To be done = Copy out the stretch from the line containing "[segment] white van" through the end of the material. Change every "sample" to "example" and leave all else as it is.

Dataset records

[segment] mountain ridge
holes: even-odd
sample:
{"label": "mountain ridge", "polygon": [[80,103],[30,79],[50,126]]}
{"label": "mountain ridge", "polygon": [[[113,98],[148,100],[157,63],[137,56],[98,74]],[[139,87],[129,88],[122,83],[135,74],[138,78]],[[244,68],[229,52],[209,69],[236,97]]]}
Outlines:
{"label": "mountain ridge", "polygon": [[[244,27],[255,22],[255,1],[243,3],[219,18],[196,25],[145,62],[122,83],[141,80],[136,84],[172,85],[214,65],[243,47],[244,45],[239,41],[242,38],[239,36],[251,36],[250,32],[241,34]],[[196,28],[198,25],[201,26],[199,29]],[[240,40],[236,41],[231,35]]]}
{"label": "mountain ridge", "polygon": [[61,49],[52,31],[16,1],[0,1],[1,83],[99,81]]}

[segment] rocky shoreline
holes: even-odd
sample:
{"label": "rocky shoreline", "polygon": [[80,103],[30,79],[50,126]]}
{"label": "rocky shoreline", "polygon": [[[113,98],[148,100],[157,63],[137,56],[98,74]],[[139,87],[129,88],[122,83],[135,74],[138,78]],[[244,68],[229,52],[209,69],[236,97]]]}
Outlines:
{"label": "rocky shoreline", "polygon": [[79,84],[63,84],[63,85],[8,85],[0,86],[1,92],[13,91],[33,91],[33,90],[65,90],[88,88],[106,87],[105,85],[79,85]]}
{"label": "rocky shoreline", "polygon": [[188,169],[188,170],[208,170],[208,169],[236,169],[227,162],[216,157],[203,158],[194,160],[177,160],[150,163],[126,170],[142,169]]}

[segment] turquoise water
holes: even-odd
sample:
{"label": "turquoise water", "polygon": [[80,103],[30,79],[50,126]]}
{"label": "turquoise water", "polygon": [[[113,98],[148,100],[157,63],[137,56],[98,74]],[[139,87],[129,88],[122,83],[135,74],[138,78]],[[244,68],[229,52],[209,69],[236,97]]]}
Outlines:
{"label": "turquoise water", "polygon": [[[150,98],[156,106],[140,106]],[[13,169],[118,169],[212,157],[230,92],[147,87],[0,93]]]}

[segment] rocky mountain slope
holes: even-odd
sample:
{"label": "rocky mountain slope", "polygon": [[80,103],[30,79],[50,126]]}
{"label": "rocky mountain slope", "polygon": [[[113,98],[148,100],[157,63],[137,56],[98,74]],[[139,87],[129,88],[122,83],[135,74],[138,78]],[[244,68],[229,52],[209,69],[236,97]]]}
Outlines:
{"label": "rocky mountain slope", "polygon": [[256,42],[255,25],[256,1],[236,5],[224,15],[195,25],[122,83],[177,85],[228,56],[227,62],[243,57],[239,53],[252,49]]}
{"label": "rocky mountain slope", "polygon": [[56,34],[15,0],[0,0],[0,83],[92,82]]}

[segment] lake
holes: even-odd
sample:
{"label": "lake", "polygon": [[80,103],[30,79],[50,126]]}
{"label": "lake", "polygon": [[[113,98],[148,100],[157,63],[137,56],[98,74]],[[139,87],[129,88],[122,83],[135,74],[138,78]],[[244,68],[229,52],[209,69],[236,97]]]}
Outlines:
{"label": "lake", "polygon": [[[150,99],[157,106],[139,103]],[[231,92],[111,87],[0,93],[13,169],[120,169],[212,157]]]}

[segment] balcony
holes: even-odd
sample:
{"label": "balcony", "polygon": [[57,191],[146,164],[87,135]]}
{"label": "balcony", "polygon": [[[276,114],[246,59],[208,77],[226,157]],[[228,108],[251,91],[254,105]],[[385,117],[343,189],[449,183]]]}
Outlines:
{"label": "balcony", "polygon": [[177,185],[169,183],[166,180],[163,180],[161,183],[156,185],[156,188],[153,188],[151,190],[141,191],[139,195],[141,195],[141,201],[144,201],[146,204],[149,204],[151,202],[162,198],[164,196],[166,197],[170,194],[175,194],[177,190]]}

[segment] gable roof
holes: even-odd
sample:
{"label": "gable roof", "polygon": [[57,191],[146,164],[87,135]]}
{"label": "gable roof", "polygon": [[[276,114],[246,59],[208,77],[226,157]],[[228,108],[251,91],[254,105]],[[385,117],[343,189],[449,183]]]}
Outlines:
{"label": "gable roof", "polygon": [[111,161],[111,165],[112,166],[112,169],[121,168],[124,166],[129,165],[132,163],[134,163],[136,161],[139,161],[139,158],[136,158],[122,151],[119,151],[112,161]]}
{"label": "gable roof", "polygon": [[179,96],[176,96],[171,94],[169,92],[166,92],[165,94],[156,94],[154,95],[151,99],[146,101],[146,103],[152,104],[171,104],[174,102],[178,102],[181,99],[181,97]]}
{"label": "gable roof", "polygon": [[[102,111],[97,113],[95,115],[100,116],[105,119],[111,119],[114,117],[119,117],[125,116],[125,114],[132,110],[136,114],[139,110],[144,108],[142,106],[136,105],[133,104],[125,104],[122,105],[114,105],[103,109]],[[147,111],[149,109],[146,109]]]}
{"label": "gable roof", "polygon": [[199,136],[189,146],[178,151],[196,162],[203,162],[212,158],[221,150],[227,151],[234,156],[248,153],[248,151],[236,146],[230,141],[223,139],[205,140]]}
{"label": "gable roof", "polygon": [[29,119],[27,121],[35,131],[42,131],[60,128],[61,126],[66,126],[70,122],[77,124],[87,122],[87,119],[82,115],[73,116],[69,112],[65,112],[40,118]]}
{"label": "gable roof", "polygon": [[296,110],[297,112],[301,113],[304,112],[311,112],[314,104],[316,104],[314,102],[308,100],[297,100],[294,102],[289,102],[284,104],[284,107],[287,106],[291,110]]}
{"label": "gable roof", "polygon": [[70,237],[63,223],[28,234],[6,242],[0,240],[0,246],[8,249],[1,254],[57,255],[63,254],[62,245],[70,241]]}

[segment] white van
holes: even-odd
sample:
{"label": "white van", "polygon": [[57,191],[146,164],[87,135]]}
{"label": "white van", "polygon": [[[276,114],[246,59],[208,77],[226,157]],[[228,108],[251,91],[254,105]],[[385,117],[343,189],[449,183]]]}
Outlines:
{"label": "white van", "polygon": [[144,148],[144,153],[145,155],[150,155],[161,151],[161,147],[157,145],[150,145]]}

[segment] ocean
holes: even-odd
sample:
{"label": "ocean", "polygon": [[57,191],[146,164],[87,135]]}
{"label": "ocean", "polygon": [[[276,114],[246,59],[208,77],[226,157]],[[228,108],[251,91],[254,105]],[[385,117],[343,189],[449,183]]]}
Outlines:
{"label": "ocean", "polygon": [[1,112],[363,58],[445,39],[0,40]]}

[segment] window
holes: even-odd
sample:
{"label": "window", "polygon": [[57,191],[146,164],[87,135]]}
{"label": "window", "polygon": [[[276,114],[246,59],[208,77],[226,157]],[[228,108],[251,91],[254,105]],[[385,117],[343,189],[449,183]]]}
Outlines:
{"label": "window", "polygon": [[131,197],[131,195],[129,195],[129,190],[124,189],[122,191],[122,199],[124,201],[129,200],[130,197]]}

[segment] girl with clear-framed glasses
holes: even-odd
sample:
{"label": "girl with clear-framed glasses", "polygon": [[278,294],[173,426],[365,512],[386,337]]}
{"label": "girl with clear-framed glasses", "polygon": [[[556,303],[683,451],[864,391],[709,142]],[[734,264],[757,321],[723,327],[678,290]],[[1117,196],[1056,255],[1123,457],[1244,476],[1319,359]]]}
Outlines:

Problem solution =
[segment] white van
holes: even-odd
example:
{"label": "white van", "polygon": [[57,191],[146,164],[87,135]]}
{"label": "white van", "polygon": [[[276,114],[246,59],[208,77],[226,157]],[[228,108],[251,91],[254,105]],[[385,117],[343,189],[449,183]]]}
Outlines:
{"label": "white van", "polygon": [[144,148],[144,153],[145,155],[150,155],[161,151],[161,147],[157,145],[150,145]]}

[segment] ocean
holes: even-odd
example:
{"label": "ocean", "polygon": [[57,191],[146,164],[87,135]]}
{"label": "ocean", "polygon": [[[276,114],[246,59],[208,77],[226,157]],[[228,108],[251,91],[254,105]],[[385,117],[343,189],[449,183]]]}
Outlines:
{"label": "ocean", "polygon": [[1,112],[363,58],[445,39],[0,40]]}

[segment] window
holes: even-odd
example:
{"label": "window", "polygon": [[57,191],[146,164],[87,135]]}
{"label": "window", "polygon": [[[276,114],[246,59],[208,77],[226,157]],[[228,108],[251,91],[254,105]],[[385,117],[343,189],[449,183]]]}
Outlines:
{"label": "window", "polygon": [[131,197],[131,195],[129,195],[129,190],[124,189],[122,191],[122,199],[124,201],[129,200],[130,197]]}

[segment] girl with clear-framed glasses
holes: even-odd
example:
{"label": "girl with clear-framed glasses", "polygon": [[278,294],[173,426],[365,512],[386,337]]}
{"label": "girl with clear-framed glasses", "polygon": [[[556,303],[683,451],[864,391],[709,142]],[[734,264],[757,321],[723,327],[678,290]],[[1117,196],[1056,255],[1123,457],[1244,476],[1319,359]]]}
Outlines:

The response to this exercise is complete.